Exercise set →
1 - From the post on reducing "could", reproduce word for word the portion that opens with the words containing "84 What a reduction" and closes with "sent to decision-theory-workshop.".
2 - In the post on reducing "could", what idea does Vladimir Nesov's "ambient control" build on?

Passage →
○ ○ ○ ○ ○

What a reduction of "could" could look like

cousin_it

84 What a reduction of "could" could look like

12th Aug 2010

2 min read

84

By requests from Blueberry and jimrandomh, here's an expanded repost of my comment which was itself a repost of my email sent to decision-theory-workshop.

(Wait, I gotta take a breath now.)

A note on credit: I can only claim priority for the specific formalization offered here, which builds on Vladimir Nesov's idea of "ambient control", which builds on Wei Dai's idea of UDT, which builds on Eliezer's idea of TDT. I really, really hope to not offend anyone.

(Whew!)

Imagine a purely deterministic world containing a purely deterministic agent. To make it more precise, agent() is a Python function that returns an integer encoding an action, and world() is a Python function that calls agent() and returns the resulting utility value. The source code of both world() and agent() is accessible to agent(), so there's absolutely no uncertainty involved anywhere. Now we want to write an implementation of agent() that would "force" world() to return as high a value as possible, for a variety of different worlds and without foreknowledge of what world() looks like. So this framing of decision theory makes a subprogram try to "control" the output of a bigger program it's embedded in.

○ ○ ○ ○ ○

Extracted material →
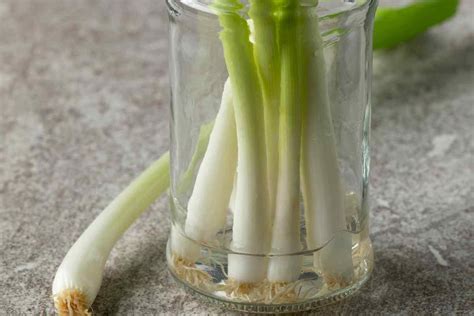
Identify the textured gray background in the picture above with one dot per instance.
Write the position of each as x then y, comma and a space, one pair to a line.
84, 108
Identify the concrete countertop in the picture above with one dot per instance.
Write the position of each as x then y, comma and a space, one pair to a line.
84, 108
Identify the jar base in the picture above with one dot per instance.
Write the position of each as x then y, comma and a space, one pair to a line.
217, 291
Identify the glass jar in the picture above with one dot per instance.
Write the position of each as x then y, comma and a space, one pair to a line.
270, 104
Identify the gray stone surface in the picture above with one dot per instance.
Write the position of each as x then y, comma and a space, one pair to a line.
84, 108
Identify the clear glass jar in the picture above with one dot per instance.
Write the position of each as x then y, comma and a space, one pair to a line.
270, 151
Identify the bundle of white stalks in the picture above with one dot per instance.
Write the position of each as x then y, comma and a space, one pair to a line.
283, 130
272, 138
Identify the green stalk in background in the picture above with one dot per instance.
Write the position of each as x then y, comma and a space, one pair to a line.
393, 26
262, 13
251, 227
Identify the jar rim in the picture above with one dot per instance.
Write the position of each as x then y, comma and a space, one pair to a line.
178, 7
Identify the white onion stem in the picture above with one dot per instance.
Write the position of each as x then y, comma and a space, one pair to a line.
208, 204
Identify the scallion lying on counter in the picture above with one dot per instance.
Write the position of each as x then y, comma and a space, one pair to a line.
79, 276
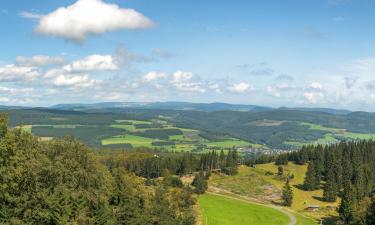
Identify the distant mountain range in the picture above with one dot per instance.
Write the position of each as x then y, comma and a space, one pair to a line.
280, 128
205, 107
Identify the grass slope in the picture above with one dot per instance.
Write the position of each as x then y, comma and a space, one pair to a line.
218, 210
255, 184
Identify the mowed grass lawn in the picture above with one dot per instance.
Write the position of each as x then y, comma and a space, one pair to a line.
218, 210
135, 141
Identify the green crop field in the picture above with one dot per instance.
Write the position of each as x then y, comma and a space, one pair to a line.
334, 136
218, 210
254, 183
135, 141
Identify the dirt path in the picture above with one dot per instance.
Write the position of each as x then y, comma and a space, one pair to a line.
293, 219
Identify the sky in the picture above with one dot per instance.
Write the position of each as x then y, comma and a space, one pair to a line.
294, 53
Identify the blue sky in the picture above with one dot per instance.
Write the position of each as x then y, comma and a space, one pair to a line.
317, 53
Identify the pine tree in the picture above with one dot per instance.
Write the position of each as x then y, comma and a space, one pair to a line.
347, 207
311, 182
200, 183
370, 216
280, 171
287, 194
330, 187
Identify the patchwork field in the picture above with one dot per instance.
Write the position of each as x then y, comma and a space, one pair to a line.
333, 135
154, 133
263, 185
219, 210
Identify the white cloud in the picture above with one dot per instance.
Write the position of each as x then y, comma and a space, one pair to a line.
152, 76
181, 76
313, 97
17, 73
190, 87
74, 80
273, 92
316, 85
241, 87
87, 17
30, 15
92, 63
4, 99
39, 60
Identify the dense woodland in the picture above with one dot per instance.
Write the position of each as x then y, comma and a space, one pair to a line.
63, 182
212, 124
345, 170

○ ○ ○ ○ ○

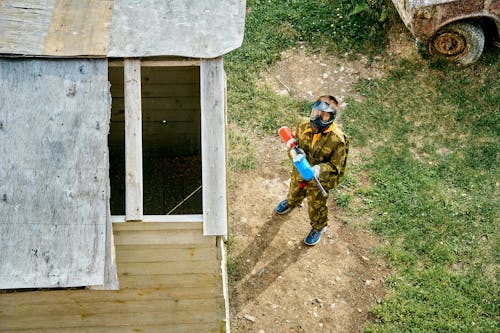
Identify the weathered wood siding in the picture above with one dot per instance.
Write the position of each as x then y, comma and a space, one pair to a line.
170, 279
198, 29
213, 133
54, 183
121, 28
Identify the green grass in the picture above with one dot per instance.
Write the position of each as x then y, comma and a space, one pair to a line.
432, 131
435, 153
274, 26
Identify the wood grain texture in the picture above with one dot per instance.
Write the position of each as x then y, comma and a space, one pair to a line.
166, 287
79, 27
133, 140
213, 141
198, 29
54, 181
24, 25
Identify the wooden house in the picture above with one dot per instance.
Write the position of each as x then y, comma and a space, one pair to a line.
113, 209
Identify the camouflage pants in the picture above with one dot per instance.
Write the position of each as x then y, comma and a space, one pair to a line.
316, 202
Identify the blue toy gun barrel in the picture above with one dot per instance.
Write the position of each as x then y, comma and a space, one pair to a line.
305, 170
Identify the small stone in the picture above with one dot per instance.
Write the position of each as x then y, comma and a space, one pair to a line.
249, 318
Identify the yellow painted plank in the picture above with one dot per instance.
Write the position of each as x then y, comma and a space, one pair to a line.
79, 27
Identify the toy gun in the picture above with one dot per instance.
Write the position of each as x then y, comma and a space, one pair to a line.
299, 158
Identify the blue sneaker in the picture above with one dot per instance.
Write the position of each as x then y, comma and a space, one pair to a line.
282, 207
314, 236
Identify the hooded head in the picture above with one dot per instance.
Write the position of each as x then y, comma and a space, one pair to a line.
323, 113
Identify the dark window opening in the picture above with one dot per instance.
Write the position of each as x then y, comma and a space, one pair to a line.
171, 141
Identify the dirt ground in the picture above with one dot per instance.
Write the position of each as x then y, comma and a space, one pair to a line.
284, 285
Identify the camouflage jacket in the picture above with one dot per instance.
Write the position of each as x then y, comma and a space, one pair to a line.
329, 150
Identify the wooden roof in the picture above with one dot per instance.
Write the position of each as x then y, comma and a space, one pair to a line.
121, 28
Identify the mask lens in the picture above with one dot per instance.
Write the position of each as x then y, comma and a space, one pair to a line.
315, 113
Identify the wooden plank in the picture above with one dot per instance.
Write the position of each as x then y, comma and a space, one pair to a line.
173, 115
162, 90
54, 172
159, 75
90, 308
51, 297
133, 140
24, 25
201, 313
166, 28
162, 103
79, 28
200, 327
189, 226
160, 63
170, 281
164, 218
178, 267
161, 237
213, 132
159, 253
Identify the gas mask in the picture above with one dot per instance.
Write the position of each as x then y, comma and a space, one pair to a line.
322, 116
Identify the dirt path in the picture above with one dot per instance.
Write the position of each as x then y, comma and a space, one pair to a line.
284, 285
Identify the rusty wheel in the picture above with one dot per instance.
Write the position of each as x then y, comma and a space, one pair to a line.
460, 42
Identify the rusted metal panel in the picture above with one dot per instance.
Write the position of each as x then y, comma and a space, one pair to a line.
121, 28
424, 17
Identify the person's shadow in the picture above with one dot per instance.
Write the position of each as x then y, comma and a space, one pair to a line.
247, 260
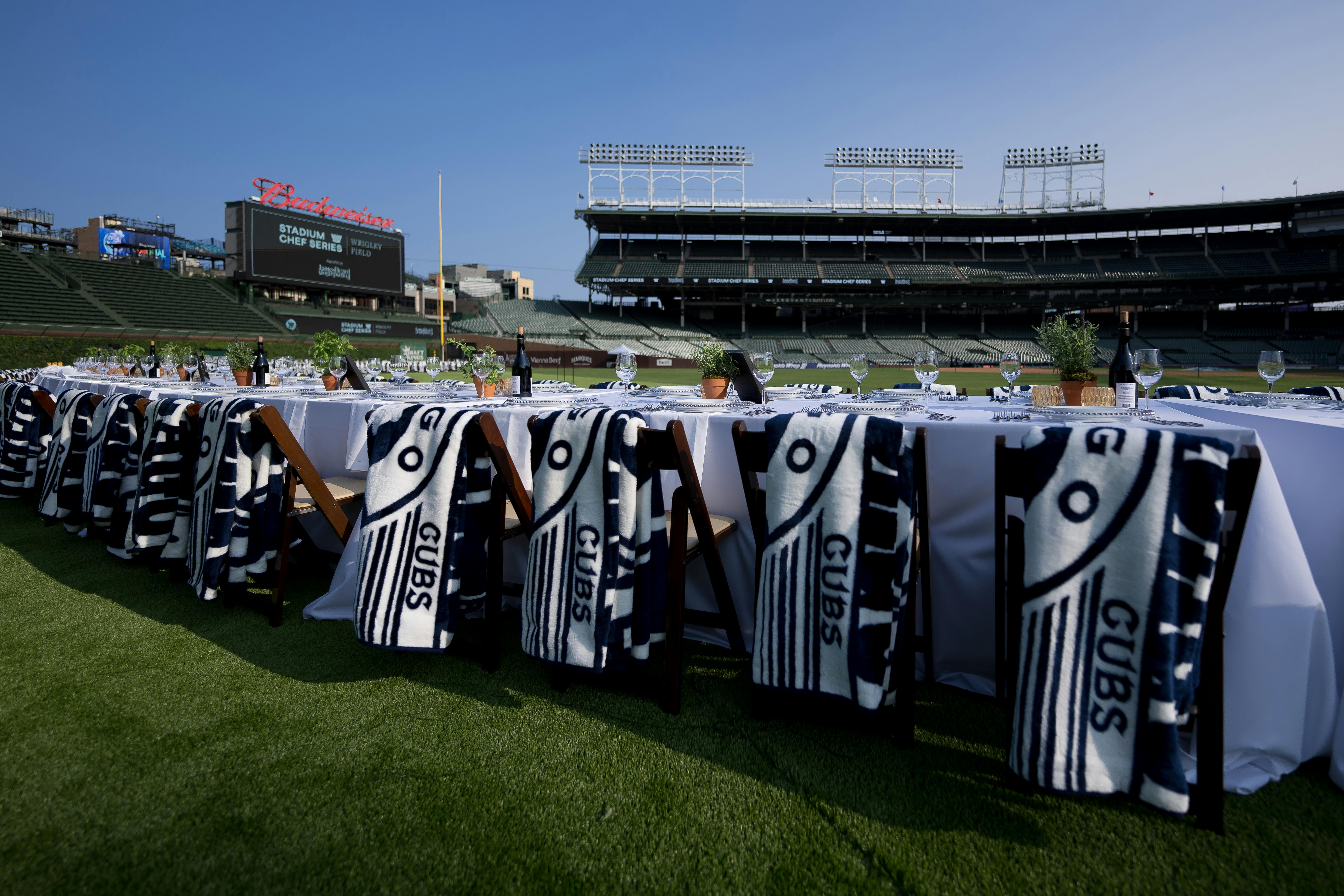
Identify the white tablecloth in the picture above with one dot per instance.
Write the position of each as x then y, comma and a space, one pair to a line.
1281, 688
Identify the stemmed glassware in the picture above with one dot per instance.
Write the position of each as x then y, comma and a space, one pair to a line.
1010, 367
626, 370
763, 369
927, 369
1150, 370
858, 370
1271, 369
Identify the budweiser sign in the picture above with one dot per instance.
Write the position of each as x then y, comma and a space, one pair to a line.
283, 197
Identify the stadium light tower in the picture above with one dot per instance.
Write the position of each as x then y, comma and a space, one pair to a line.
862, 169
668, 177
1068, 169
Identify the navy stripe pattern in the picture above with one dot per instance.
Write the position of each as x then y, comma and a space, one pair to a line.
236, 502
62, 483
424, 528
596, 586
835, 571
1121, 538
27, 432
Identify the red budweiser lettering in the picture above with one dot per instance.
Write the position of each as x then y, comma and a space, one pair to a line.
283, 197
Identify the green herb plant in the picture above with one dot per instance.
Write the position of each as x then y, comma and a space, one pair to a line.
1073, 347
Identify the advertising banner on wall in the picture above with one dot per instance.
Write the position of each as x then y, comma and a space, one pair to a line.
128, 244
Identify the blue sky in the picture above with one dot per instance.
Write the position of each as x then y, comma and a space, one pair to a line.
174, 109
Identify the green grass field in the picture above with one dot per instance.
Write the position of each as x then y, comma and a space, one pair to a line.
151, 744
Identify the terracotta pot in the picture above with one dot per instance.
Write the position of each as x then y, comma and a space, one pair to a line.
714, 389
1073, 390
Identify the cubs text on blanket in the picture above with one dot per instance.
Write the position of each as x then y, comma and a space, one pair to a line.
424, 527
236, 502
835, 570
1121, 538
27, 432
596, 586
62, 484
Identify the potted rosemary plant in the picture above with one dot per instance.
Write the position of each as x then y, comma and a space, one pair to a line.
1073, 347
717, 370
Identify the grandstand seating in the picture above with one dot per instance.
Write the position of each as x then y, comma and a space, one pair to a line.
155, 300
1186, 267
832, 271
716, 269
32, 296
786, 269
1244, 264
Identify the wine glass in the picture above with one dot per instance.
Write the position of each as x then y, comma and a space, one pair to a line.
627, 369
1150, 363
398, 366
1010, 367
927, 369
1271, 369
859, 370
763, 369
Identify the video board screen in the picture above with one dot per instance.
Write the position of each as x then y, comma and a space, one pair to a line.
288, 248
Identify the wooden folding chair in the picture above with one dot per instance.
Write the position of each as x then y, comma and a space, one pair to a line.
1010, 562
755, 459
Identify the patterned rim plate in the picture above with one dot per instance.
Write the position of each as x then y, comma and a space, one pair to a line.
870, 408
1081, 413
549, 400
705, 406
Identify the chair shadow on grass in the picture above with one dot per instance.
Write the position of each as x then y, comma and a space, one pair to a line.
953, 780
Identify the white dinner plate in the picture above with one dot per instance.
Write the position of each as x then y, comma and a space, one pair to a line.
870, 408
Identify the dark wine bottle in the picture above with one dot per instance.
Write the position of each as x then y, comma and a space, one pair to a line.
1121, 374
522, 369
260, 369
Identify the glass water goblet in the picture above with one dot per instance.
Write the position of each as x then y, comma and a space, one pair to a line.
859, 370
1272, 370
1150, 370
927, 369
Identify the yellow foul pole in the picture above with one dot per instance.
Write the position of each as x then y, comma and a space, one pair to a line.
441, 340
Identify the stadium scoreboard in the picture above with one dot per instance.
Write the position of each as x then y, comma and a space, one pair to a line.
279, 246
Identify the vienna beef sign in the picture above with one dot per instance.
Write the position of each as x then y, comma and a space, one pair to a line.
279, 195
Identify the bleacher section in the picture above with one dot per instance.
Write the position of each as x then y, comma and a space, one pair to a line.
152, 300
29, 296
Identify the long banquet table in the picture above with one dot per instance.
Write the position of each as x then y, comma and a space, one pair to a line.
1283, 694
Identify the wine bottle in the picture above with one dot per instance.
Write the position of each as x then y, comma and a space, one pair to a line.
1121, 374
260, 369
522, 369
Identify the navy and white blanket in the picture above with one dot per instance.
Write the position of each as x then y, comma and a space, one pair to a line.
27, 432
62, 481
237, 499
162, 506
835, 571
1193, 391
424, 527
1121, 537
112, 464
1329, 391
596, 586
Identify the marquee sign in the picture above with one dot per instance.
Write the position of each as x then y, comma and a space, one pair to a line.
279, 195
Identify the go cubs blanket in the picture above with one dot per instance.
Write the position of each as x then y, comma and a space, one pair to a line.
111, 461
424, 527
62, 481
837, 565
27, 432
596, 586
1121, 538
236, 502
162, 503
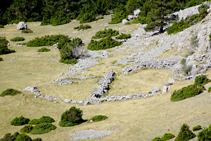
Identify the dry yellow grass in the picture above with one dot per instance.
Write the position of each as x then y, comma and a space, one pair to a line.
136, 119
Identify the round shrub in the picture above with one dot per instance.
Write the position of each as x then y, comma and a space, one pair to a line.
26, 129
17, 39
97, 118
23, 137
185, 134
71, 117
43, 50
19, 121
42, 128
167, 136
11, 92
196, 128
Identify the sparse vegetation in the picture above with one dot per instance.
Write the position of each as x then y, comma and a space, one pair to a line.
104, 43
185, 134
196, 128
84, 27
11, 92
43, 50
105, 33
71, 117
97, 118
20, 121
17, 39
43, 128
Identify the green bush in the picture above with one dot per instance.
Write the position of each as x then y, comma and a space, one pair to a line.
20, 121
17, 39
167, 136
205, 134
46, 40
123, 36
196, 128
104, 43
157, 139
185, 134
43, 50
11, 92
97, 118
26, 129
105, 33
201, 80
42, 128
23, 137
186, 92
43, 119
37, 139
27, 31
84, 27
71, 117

○ ○ ○ ○ ○

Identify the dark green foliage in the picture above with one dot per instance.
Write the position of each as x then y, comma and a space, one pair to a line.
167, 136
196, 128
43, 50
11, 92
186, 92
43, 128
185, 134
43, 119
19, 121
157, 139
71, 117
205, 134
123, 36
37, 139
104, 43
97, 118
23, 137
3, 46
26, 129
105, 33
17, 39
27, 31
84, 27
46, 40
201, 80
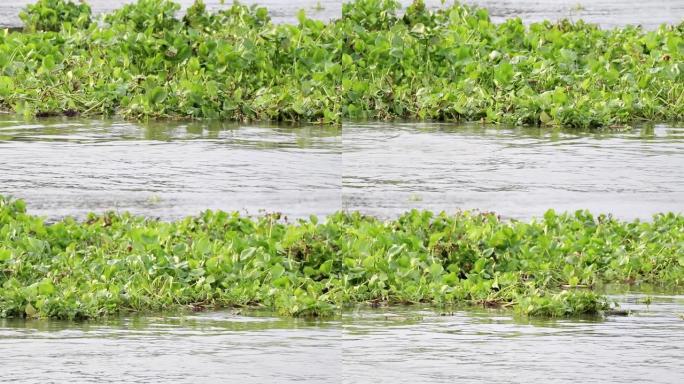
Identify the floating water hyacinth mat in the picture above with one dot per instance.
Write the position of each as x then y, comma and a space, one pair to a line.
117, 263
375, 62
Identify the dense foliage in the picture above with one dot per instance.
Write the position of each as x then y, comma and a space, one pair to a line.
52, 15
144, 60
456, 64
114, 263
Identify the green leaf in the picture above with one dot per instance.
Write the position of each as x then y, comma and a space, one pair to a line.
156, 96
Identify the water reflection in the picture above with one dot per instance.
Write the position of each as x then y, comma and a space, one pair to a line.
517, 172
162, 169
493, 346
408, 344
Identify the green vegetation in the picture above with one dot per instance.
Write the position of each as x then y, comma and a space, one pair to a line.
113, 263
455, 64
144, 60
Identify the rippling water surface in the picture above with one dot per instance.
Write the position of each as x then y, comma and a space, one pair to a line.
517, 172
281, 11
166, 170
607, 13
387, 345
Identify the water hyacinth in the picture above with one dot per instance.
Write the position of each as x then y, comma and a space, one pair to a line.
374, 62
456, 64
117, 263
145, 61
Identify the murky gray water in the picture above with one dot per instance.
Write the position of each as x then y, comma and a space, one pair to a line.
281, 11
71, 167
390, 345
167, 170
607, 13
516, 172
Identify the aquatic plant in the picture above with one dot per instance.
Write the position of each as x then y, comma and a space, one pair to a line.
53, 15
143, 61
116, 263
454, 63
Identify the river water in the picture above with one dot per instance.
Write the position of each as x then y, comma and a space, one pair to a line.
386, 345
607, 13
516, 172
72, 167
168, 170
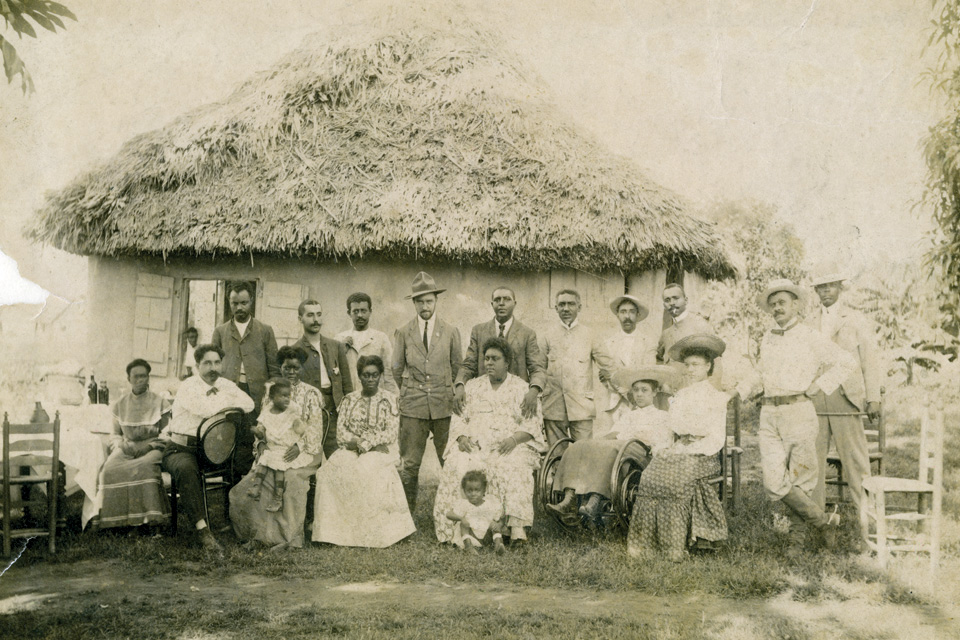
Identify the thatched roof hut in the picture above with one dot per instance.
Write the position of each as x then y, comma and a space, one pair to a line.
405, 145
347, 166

○ ○ ○ ○ ○

Answers to the exercise →
1 -
84 What a reduction of "could" could look like

12th Aug 2010

2 min read

84

By requests from Blueberry and jimrandomh, here's an expanded repost of my comment which was itself a repost of my email sent to decision-theory-workshop.

2 - It builds on Wei Dai's idea of UDT.